**Tekst om te lezen**
__________________________________________________
‘Je bent niet goed genoeg’. Waarom er betere begeleiding moet komen bij ADHD op school, deel 1.

Mijn hele leven worstel ik met het gevoel minder te zijn dan een ander. Onlangs is mij geleerd dat dat komt omdat mij dat ook altijd is geleerd buiten de veilige muren van mijn huis. Deze verkeerde manier van interpretatie van omgaan met ADHD begon vanaf de kleuterklas. Kinderen met ADHD leren vanaf de kleuterklas dat zij 'anders' zijn.

“Ze kan goed leren maar is wel druk.”, “Ze doet heel enthousiast mee maar zit nooit stil.”, “Leuk en zorgzaam meisje maar ze praat wel veel.” Een kleine greep uit de opmerking die genoteerd staan in mijn schoolrapporten vanaf de kleuterklas. Van jongs af aan was het goed duidelijk dat mijn brein niet dezelfde kant op ging dan kinderen van mijn leeftijd. ‘Outside the box’ denken is iets wat iemand met ADHD vanzelf al doet en dat is dan ook vaak de reden waarom kinderen met ADHD als anders gezien worden. Zelf zag ik mijzelf niet zo. Ik was in mijn ogen en beleving net als alle andere kinderen en toch werd ik gecorrigeerd op mijn gedrag waarvan ik niet snapte wat ik verkeerd of anders deed.

“Ik weet immers niet hoe het is om geen ADHD te hebben.”

Pas je aan!

Mijn brein is de afgelopen 34 jaar volledig gespecialiseerd in hoog niveau aanpassingsvermogen. Mijn gedrag viel niet in lijn met het gedrag van alle andere kinderen en werd daarom bestempeld als ‘lastig’ of ‘druk’. Sociaal geaccepteerd gedrag werd mij opgedrongen. Mijn talenten werden niet erkend of uberhaupt gezien. Er werd alleen een meisje gezien die veel praatte, veel bewoog en haar hart op de tong had liggen. Mijn ‘doen en laten’ moest anders. Gedragingen die niet passen bij wie ik ben werden vroeg in mijn leven geforceerd door het continu moeten aanpassen aan de wensen van anderen, het stelselmatig moeten accepteren dat ik niet mocht zijn wie ik was en het afstraffen van, in hun ogen, fout gedrag.

De eerste ‘gedragscorrectie’ die ik mij kan herinneren.

Groep 2. Een van mijn eerste echte, blijvende, herinneringen van school. Wat was ik trots dat ik naar school kon. Een klein meisje van 6 jaar die goed kán leren en graag wil leren, snel nieuwe dingen oppakt en begaan is met de kinderen om mij heen. We gaan tekenen. Een van mijn leukste bezigheden in de kleuterklas. De opdracht was als volgt: ‘Teken je gezin bij je huis.”. Een simpele opdracht lijkt mij waar je als 6 jarig meisje niet veel verkeerd kan doen.
__________________________________________________
**Overzicht gegevens**
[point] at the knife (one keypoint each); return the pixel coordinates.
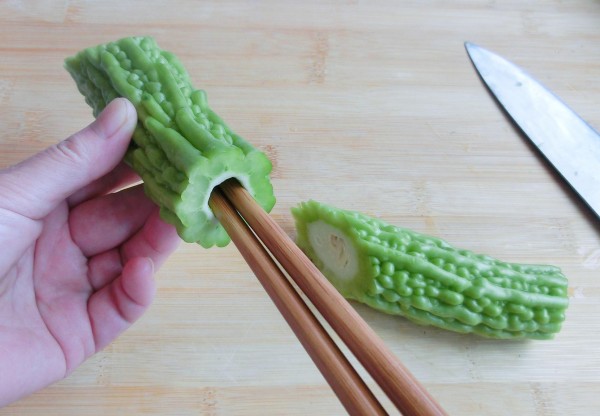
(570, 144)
__________________________________________________
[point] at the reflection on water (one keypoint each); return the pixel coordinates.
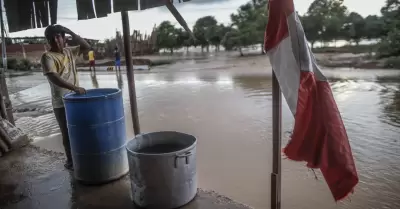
__________________________________________________
**De opdracht**
Zet de tekst over ADHD op school voort na de laatste zin ervan. De items zijn apart materiaal en hebben niets met de tekst te maken.

**Geschreven antwoord**
En zo stort ik mijn volledige leven, alles wat ik heb, met alle enthousiasme en motivatie, op een tekening waar ik vanaf seconde 1 trots op ben. Een vrijstaand huis (we woonden toen in een portiekwoning), gras, mijn ouders en broer net zo groot als het huis ernaast. Laten we vooral de boom niet vergeten die we niet hadden. Mijn ‘extra’ in de tekening was een donkere lucht met sterren en een maan. Geen blauwe lucht met zon. Nee. Mijn logica: ‘Ik mag niet opblijven tot het diep donker is want ik ben nog klein. Zo kan ik toch nog tot laat wakker zijn.’. Dit zijn natuurlijk niet de letterlijke woorden die toen door mijn hoofd gingen maar mijn geheugen is nog fris genoeg te weten dat dat wel de strekking was van mijn kunstwerk.

Ik leg mijn donkerblauwe potlood neer, ram nog een paar keer flink met het gele potlood in het donkerblauw voor wat sterretjes, en staar een minuut of twee naar mijn trots. Op dat moment zit ik niet meer in een klas, dan zit ik in mijzelf, de rest hoor of zie ik niet meer. Met twee handen pak ik, met de grootste glimlach die ik kan hebben, mijn prachtige tekening op en loop voldaan naar de juf. ‘Kijk juf! Mijn tekening is af!’. Vol verwachting dat ik complimenten ga krijgen sta ik, op van de zenuwen, naar de juf te staren met de verwachting dat zij mijn prachtige tekening minimaal net zo mooi gaat vinden. Mijn zenuwen groeien des te langer zij naar mijn tekening staart. Hier gaat zo een groot compliment komen. In tegendeel…

Niet goed genoeg.

Na een minuut een beteuterde blik op mijn tekening, kijkt de juf mij aan en zegt: “Dit is toch geen mooie tekening? Ga daar maar zitten (wijzend naar een apart staande tafel) en maak maar een nieuwe.”. Ik ben ervan overtuigd dat de verbazing en verdriet van mijn gezicht af te lezen waren. Deze reactie had ik namelijk nooit verwacht. Nog nooit had iemand tegen mij gezegd dat mijn tekening niet mooi was. Ik ben 6. Wie zegt er nu tegen een 6 jarige dat haar tekening niet mooi genoeg is? Zonder wedervraag droop ik, met tranen in mijn ogen, af naar het aparte tafeltje. Daar ligt een nieuw velletje papier, zonder donkere kleurtjes. Mijn inspiratie is op. Wat moet ik dan tekenen? Wat doe ik fout? Wat is dan wel een goede tekening? Dat antwoord hoef ik niet op te wachten. Na een paar minuten zie ik de juf praten met een klasgenootje, naar mij wijzend en mijn 5 jarige klasgenootje komt trots met haar tekening voor haar naar mij toe: “Ik moest van juf zeggen: Kijk, Jennifer, dit is een mooie tekening.”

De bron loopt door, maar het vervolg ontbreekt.